-------- ESTRATTO DA LEGGERE --------

Reietto del piccolo schermo, Grillo – e ancor meglio e più di lui il suo sodale Gianroberto Casaleggio – capisce la società civile sta cominciando a transumare dal divano del tinello al web. Così, invece che pietire spazi televisivi e inveire contro “l’occupazione della politica” nella Rai – come fa invece Michele Santoro, altro tribuno della società civile e degli ottimati in politica – gioca la sua partita nelle praterie di internet.

Complice l’ennesimo autodafé del centrosinistra e l’ennesima vittoria di Berlusconi contro Veltroni (un politico) teorizza la nascita di un Movimento che dei girotondi prende l’anima giustizialista, rifuggendo tuttavia dal loro spirito elitario, intellettuale e radical chic. È arrivata la crisi e essere ricchi non è più di moda. Ed è passato pure Monti, con i suoi tecnici, e non è più nemmeno granché popolare essere specialisti.

-------- DATI REGISTRATI --------

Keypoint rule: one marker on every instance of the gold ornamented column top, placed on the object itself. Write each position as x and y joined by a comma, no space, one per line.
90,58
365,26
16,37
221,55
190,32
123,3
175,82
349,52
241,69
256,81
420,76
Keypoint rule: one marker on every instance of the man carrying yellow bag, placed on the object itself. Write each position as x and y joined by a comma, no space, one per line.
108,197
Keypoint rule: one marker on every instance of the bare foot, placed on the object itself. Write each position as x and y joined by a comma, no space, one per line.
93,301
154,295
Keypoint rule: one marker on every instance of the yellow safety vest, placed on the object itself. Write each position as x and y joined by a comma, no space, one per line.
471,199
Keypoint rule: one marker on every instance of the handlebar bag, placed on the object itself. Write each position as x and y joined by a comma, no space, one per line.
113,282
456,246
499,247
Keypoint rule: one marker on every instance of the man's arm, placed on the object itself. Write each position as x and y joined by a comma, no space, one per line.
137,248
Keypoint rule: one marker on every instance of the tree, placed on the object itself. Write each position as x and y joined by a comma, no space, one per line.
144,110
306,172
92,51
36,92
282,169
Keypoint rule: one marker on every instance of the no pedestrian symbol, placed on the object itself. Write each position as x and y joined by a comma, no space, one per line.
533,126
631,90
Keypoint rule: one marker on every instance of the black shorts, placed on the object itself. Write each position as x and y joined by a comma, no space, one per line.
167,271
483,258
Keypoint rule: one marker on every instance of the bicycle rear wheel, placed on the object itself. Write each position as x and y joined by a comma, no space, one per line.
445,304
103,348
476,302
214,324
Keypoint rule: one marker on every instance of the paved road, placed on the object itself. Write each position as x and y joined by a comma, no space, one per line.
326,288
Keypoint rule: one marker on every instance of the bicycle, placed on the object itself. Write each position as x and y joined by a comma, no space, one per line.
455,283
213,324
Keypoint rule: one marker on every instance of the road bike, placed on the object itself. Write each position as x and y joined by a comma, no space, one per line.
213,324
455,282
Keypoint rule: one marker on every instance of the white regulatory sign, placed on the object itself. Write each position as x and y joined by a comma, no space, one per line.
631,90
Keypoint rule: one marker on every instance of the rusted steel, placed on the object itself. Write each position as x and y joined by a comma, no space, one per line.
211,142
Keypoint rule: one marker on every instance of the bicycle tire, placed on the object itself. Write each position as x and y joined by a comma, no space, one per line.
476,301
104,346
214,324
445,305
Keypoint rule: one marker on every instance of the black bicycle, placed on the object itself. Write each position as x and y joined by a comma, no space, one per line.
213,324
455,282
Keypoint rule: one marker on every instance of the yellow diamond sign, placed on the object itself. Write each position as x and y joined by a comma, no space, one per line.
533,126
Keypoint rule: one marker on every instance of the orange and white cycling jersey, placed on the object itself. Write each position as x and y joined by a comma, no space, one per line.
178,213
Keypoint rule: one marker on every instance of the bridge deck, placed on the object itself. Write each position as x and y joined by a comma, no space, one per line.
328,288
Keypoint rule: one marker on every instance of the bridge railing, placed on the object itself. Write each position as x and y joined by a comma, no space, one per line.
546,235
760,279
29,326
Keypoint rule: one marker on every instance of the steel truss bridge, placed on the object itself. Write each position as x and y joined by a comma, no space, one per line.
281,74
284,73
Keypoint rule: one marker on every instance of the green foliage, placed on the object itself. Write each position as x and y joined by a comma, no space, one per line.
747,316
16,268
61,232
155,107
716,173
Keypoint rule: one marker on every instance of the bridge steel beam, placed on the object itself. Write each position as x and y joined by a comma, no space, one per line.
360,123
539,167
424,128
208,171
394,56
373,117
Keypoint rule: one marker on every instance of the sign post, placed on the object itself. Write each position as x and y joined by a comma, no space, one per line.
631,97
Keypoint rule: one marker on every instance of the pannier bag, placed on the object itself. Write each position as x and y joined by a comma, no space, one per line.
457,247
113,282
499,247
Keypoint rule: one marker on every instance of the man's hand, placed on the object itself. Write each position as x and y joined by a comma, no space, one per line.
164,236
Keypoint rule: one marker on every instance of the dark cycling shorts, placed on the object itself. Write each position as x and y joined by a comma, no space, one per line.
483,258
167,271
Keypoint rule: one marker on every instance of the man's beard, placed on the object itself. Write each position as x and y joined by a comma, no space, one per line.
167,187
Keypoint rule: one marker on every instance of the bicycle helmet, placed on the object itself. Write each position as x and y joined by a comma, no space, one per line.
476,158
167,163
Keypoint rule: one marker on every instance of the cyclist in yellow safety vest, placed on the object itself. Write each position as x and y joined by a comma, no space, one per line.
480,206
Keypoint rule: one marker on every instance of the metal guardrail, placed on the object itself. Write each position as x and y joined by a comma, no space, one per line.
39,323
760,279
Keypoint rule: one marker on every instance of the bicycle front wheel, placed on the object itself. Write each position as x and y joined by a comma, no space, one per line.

--------

### IL TUO COMPITO
Per favore, ricopia il passo del testo su Grillo che si apre con le parole contenenti "Complice l’ennesimo autodafé" e si chiude con "popolare essere specialisti.", rinominando "Movimento" in "Partito". Le voci qui riportate provengono da un'altra fonte.

### COMPITO SVOLTO
Complice l’ennesimo autodafé del centrosinistra e l’ennesima vittoria di Berlusconi contro Veltroni (un politico) teorizza la nascita di un Partito che dei girotondi prende l’anima giustizialista, rifuggendo tuttavia dal loro spirito elitario, intellettuale e radical chic. È arrivata la crisi e essere ricchi non è più di moda. Ed è passato pure Monti, con i suoi tecnici, e non è più nemmeno granché popolare essere specialisti.